• Aim
Repeat, unchanged, the lines of the material from the line holding "Pretty please, detect the burning" through the line holding "[0,0,1280,853]", both included, and nothing else.

• Record list

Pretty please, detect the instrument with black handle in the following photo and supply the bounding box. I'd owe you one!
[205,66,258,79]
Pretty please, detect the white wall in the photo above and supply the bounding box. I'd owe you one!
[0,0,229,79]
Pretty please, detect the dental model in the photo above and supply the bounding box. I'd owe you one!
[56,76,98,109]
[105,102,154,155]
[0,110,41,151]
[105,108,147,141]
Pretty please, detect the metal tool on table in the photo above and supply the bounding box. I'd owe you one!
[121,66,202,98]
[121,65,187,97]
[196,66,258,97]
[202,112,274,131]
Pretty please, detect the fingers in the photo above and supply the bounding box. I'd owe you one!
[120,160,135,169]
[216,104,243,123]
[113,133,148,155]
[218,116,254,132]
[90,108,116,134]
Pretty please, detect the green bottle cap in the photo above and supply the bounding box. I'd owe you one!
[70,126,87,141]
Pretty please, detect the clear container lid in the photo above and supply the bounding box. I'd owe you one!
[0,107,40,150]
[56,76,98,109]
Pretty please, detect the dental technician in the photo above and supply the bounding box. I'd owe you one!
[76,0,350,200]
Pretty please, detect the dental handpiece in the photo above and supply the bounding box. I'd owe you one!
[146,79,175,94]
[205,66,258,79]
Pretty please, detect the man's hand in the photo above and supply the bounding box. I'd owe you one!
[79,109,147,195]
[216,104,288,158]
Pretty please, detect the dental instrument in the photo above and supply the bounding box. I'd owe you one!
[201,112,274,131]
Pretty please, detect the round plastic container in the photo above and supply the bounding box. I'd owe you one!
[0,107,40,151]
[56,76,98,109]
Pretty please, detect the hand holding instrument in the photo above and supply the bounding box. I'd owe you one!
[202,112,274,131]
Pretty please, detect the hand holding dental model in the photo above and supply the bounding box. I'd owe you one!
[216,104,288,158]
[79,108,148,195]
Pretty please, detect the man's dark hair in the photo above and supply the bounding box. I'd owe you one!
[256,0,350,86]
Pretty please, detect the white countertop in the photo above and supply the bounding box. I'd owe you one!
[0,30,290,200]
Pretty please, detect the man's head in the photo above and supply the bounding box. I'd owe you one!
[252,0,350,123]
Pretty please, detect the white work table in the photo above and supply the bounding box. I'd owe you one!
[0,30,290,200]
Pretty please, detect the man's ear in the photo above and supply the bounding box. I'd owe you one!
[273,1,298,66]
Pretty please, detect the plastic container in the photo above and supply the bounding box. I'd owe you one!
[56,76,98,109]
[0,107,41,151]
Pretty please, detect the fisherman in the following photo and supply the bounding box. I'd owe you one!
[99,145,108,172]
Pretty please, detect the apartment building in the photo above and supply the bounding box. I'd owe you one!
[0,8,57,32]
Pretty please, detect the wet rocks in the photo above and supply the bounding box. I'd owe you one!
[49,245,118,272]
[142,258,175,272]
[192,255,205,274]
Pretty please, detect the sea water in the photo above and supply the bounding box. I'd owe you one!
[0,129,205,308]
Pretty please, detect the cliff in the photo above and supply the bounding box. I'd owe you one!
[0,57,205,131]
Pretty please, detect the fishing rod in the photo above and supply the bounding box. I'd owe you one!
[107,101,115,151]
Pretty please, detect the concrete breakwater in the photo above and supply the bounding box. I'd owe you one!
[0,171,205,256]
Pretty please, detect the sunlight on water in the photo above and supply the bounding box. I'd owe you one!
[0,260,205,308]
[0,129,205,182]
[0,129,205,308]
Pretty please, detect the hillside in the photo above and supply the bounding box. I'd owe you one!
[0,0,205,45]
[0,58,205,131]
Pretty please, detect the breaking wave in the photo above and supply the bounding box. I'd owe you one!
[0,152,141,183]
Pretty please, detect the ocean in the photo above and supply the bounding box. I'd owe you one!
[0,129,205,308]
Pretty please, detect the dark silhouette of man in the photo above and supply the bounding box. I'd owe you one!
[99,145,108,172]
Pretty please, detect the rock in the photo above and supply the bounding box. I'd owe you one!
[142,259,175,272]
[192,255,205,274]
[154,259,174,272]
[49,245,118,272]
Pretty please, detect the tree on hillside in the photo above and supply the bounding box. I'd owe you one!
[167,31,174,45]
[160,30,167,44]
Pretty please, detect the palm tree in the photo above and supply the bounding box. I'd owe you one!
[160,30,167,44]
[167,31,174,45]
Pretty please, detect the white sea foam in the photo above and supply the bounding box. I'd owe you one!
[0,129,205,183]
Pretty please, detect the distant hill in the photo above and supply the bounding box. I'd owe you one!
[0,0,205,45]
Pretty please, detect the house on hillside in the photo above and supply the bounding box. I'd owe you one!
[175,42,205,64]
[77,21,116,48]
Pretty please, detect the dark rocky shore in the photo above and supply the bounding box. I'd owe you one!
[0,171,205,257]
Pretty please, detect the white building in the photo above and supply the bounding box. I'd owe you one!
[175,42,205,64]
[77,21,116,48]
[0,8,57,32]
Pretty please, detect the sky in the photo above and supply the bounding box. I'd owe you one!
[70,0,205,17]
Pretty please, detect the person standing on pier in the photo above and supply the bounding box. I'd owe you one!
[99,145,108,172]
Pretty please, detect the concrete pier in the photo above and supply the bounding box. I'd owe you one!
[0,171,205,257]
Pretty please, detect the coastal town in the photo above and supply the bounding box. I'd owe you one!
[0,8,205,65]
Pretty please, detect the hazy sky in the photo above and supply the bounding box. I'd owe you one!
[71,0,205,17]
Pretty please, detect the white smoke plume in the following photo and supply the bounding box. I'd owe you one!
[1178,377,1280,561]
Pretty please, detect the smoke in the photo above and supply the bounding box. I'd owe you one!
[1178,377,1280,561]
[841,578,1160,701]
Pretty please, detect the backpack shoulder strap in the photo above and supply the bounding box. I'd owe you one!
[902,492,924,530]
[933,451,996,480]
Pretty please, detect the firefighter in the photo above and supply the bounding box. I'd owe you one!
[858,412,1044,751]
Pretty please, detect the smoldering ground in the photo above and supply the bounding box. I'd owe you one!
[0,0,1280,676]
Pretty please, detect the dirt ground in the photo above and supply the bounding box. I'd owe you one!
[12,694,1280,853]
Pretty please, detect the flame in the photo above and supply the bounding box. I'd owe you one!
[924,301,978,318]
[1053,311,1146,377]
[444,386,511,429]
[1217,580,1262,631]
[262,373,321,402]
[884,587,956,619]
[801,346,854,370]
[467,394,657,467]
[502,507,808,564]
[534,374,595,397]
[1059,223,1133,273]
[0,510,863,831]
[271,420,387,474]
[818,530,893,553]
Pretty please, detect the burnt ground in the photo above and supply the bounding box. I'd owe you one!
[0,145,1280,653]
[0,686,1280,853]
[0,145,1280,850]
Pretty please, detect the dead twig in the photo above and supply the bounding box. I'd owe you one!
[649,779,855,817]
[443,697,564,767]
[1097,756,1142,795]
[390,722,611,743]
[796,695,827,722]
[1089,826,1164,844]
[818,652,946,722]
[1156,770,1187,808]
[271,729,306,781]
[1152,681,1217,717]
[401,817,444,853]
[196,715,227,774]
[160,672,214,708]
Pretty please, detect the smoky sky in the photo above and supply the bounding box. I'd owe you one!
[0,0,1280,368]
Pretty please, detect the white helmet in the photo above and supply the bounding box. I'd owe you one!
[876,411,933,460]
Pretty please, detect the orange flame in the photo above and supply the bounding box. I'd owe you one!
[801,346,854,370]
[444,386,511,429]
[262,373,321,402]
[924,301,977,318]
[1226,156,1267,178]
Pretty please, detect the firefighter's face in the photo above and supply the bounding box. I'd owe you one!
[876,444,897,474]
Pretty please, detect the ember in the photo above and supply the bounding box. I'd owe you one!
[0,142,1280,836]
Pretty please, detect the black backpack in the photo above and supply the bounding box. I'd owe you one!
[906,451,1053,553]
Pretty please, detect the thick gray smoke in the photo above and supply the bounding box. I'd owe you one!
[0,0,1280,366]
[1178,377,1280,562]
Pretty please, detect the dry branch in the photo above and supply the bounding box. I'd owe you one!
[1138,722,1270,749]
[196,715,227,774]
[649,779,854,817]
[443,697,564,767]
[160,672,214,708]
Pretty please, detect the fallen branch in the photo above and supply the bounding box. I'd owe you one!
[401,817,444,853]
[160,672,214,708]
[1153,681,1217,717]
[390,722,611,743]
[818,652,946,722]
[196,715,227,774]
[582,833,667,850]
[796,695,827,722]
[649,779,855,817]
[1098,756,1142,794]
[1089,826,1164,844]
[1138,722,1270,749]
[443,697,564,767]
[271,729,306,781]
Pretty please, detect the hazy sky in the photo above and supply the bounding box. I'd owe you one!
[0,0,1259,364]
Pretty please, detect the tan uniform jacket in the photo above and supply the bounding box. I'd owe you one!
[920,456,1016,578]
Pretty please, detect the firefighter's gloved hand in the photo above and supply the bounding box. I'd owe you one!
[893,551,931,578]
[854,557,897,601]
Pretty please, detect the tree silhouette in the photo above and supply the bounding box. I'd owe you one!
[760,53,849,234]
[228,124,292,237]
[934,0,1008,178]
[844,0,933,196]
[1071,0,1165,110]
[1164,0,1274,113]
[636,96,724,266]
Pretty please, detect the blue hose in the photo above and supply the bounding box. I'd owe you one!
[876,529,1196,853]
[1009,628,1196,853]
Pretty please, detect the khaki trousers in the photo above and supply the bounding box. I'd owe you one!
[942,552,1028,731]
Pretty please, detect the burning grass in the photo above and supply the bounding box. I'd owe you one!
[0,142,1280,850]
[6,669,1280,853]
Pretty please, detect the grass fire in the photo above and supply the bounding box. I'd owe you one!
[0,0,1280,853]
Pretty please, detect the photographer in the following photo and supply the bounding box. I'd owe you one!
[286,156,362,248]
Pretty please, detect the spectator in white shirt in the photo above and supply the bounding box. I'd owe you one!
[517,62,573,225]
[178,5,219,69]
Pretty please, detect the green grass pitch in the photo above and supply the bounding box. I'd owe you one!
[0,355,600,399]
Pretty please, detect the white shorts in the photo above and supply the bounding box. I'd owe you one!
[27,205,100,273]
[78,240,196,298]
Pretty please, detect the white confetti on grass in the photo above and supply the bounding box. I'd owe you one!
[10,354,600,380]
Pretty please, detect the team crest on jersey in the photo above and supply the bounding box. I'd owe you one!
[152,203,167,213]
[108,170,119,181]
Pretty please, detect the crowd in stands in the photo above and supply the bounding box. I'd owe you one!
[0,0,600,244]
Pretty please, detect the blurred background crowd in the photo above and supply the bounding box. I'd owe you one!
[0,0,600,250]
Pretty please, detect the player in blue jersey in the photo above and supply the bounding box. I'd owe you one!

• Exercise result
Pretty please, detect the burning grass in the photo above and supply the bounding box. I'd owe you one!
[0,142,1280,850]
[6,669,1280,853]
Pretty please, detect the grass fire in the photo above and supply the bounding box. I'd owe you one!
[0,0,1280,853]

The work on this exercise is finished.